**Problem statement:** Could you repeat every record exactly as it appears?

Point-per-instance localization data
* * * * *

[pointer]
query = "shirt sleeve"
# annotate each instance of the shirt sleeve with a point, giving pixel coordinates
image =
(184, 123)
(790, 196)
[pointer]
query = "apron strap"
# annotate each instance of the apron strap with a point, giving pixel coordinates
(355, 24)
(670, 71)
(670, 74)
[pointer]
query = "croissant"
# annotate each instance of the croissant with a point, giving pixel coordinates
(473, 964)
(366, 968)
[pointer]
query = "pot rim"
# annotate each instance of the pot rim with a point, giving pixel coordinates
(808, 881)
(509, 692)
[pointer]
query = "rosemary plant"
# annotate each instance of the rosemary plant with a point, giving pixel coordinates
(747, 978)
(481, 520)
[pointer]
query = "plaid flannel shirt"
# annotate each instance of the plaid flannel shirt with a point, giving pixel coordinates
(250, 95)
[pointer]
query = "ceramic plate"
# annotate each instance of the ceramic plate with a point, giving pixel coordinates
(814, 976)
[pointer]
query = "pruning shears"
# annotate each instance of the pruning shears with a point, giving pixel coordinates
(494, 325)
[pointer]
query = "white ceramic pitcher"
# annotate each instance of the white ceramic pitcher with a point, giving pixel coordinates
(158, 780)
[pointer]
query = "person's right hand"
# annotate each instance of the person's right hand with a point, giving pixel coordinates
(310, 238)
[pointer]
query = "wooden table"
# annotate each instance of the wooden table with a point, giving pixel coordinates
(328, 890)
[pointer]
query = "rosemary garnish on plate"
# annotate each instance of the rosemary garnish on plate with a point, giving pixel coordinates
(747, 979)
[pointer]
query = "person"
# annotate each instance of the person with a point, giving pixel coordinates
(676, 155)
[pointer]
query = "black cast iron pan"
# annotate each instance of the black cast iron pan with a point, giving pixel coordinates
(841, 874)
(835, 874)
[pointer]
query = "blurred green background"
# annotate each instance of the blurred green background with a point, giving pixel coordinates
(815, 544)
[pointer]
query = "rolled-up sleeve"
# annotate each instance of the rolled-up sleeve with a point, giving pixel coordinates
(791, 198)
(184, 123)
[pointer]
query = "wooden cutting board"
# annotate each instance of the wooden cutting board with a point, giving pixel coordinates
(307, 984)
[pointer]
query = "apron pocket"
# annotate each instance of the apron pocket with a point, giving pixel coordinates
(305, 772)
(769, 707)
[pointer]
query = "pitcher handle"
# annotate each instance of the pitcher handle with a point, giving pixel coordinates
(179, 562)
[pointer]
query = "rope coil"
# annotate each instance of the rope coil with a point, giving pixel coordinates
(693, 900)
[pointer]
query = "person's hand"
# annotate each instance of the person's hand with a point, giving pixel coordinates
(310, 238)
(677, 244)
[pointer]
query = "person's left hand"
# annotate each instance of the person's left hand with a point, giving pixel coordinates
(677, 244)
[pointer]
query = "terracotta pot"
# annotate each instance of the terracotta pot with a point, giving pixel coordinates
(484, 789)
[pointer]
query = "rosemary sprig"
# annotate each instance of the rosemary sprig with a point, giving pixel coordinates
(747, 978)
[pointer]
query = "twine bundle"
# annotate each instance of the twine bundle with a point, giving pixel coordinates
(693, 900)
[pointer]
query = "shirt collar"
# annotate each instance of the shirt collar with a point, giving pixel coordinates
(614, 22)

* * * * *

**Output for this exercise:**
[pointer]
query = "shirt sleeve"
# annotate each instance of the shirt sleeve with a point, giving pixel coordinates
image =
(184, 123)
(790, 196)
[pointer]
query = "apron strap"
# annotate each instance of the apron strap with a point, giving pixel coordinates
(355, 24)
(670, 71)
(670, 74)
[pointer]
query = "croissant"
# annotate each instance of the croissant with a point, giving pixel coordinates
(473, 964)
(366, 968)
[pointer]
query = "pot rim"
# annotate each instance of the pot rim with a point, giving pixel coordinates
(808, 881)
(509, 692)
[pointer]
query = "rosemary plant"
# annotate each instance of the rosemary plant with a point, giving pixel coordinates
(747, 978)
(481, 520)
[pointer]
query = "plaid flannel shirt"
# annotate each instance of the plaid flannel shirt with a point, giving pixel coordinates
(250, 95)
[pointer]
query = "ceramic plate"
# annotate each instance of the ceramic plate with a point, giving pixel coordinates
(814, 976)
[pointer]
query = "pruning shears"
# annotate each instance of the pruning shears with a point, giving pixel coordinates
(494, 325)
[pointer]
query = "white ceramic pitcher"
# annotate each instance of the white ceramic pitcher with a point, giving pixel coordinates
(158, 780)
[pointer]
query = "person's right hand"
# annotate each instance of the person's right hand with a point, giving pixel coordinates
(310, 238)
[pointer]
query = "wooden table"
# annotate each instance of the wooden table with a point, giving pixel coordinates
(328, 890)
[pointer]
query = "rosemary garnish on plate"
# annotate each instance of the rosemary garnish on plate with a point, giving pixel coordinates
(747, 979)
[pointer]
query = "person"
# annotate each instance of the person with a point, giving pixel coordinates
(676, 155)
[pointer]
query = "black cast iron pan"
# annotate each instance of the black cast iron pan with a point, giving pixel coordinates
(841, 874)
(835, 874)
[pointer]
query = "blurred green background"
# annotate each instance of the blurred green background with a point, giving pixel coordinates
(815, 544)
[pointer]
query = "rolled-up sleeve"
# annotate each instance of the rolled-up sleeve with a point, giving pixel coordinates
(791, 198)
(184, 123)
[pointer]
query = "wooden cutting board"
# annotate each instance of the wooden cutting board with a point, giving pixel coordinates
(307, 984)
[pointer]
query = "apron pocket"
# annotate each instance of the apron pocket with a point, giving pixel coordinates
(305, 772)
(769, 707)
[pointer]
query = "pitcher handle"
# annotate each instance of the pitcher handle with a point, giving pixel coordinates
(179, 562)
[pointer]
query = "rope coil"
# annotate each instance of the rope coil with a point, giving pixel coordinates
(693, 900)
[pointer]
query = "person's hand"
# annotate each instance of the person's hand with a point, giving pixel coordinates
(310, 238)
(677, 244)
[pointer]
query = "person's left hand"
# annotate each instance of the person's left hand with a point, giving pixel coordinates
(677, 244)
[pointer]
query = "terracotta pot"
# annotate each instance of the terracotta pot with a point, giving pixel coordinates
(484, 789)
[pointer]
query = "rosemary sprig"
# annotate each instance of the rosemary sprig with a point, giving pixel coordinates
(747, 978)
[pointer]
query = "twine bundle"
# annotate each instance of the twine bundle with a point, giving pixel coordinates
(693, 900)
[pointer]
query = "shirt collar"
# annotate each instance of the shirt collar with a point, giving pixel coordinates
(614, 22)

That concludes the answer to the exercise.